(Records from a data collection)
·····
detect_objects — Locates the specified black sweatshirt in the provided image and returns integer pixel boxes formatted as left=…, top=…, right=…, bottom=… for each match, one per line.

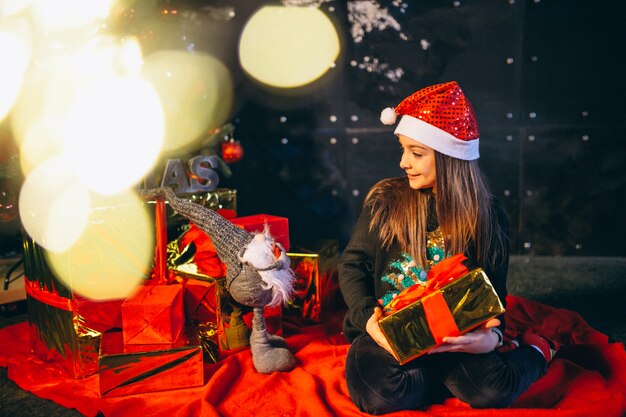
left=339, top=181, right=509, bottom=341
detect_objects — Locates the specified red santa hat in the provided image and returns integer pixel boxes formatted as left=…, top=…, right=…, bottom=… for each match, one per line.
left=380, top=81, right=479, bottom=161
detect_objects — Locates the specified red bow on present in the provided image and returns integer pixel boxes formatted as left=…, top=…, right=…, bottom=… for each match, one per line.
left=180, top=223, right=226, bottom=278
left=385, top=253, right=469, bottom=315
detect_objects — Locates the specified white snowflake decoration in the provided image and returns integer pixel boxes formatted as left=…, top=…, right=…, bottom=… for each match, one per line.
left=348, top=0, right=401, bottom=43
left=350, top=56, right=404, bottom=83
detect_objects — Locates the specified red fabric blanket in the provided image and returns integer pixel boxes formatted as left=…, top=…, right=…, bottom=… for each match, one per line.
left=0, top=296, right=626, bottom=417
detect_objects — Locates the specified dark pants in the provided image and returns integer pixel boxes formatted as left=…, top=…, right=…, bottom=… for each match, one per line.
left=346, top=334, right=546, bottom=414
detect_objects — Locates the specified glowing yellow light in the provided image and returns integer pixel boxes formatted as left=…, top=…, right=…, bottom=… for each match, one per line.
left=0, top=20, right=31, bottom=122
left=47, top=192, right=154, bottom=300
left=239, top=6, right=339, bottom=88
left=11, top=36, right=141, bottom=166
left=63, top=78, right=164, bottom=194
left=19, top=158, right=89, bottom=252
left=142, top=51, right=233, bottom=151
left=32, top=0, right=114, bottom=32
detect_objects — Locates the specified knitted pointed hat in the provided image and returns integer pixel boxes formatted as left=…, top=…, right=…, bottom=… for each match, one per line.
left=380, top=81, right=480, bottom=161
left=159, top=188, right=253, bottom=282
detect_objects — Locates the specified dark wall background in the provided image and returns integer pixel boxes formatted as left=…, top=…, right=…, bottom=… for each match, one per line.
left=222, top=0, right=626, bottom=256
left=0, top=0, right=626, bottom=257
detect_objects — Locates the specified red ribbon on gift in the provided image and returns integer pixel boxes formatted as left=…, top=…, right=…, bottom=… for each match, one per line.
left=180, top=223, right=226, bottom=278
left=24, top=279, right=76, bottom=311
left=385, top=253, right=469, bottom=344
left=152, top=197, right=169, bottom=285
·····
- Instructions for the task
Format each line of the listing above as a numbered list, skipping blank lines. Leave the picture out of your answer.

- Output for this exercise
1. detect_objects — Locates the specified black sweatshirt in the provided image and returns integer pixel boxes formatted as left=…, top=…, right=…, bottom=… for each match, one per line.
2. left=339, top=181, right=509, bottom=341
3. detect_objects — Locates the specified red santa hat in the provided image and returns integer pixel boxes formatted as left=…, top=…, right=…, bottom=… for each match, one per line.
4. left=380, top=81, right=479, bottom=161
5. detect_objects — Locates the specified red bow on present in the provided image and returns integer pixel boxes formatted as left=…, top=…, right=…, bottom=… for each match, one per line.
6. left=180, top=223, right=226, bottom=278
7. left=385, top=253, right=469, bottom=315
8. detect_objects — Locates the specified white snowflake decoration in the provided image and returns integer pixel boxes formatted as left=…, top=…, right=…, bottom=… for each match, one per line.
9. left=348, top=0, right=401, bottom=43
10. left=350, top=56, right=404, bottom=83
11. detect_objects — Locates the specified red fabric blanket in the provided image and returns integer pixel boxes formatted as left=…, top=…, right=…, bottom=… for each match, one per line.
12. left=0, top=296, right=626, bottom=417
13. detect_objects — Locates the specified dark pants in the provided image and returns integer pixel boxes formatted as left=…, top=…, right=…, bottom=… for each match, one per line.
14. left=346, top=334, right=546, bottom=414
15. detect_objects — Locates the specified glowing yellow light in the provided image and returns integer pixel boxes formatted as left=…, top=…, right=…, bottom=… for each match, one per line.
16. left=0, top=20, right=31, bottom=122
17. left=47, top=192, right=154, bottom=300
18. left=239, top=6, right=339, bottom=88
19. left=11, top=36, right=141, bottom=166
20. left=63, top=78, right=164, bottom=194
21. left=19, top=158, right=89, bottom=252
22. left=142, top=51, right=233, bottom=151
23. left=32, top=0, right=114, bottom=32
24. detect_objects — Locates the specified knitted pointed hat in the provided image and returns integer pixel boxes formatted as left=…, top=…, right=…, bottom=… for each match, one per line.
25. left=380, top=81, right=480, bottom=161
26. left=159, top=188, right=253, bottom=282
27. detect_objects — Locates the specified dark wall background in the provided image and returns integer pixel boxes formatted as left=…, top=…, right=…, bottom=… for each match, one per line.
28. left=222, top=0, right=626, bottom=256
29. left=0, top=0, right=626, bottom=257
30. detect_objects — Locates the specified red ribbon on gift in the provided image and returns integer pixel boxes formatted as left=…, top=…, right=…, bottom=… for each match, one per line.
31. left=180, top=223, right=226, bottom=278
32. left=24, top=279, right=76, bottom=311
33. left=385, top=253, right=469, bottom=344
34. left=152, top=197, right=169, bottom=285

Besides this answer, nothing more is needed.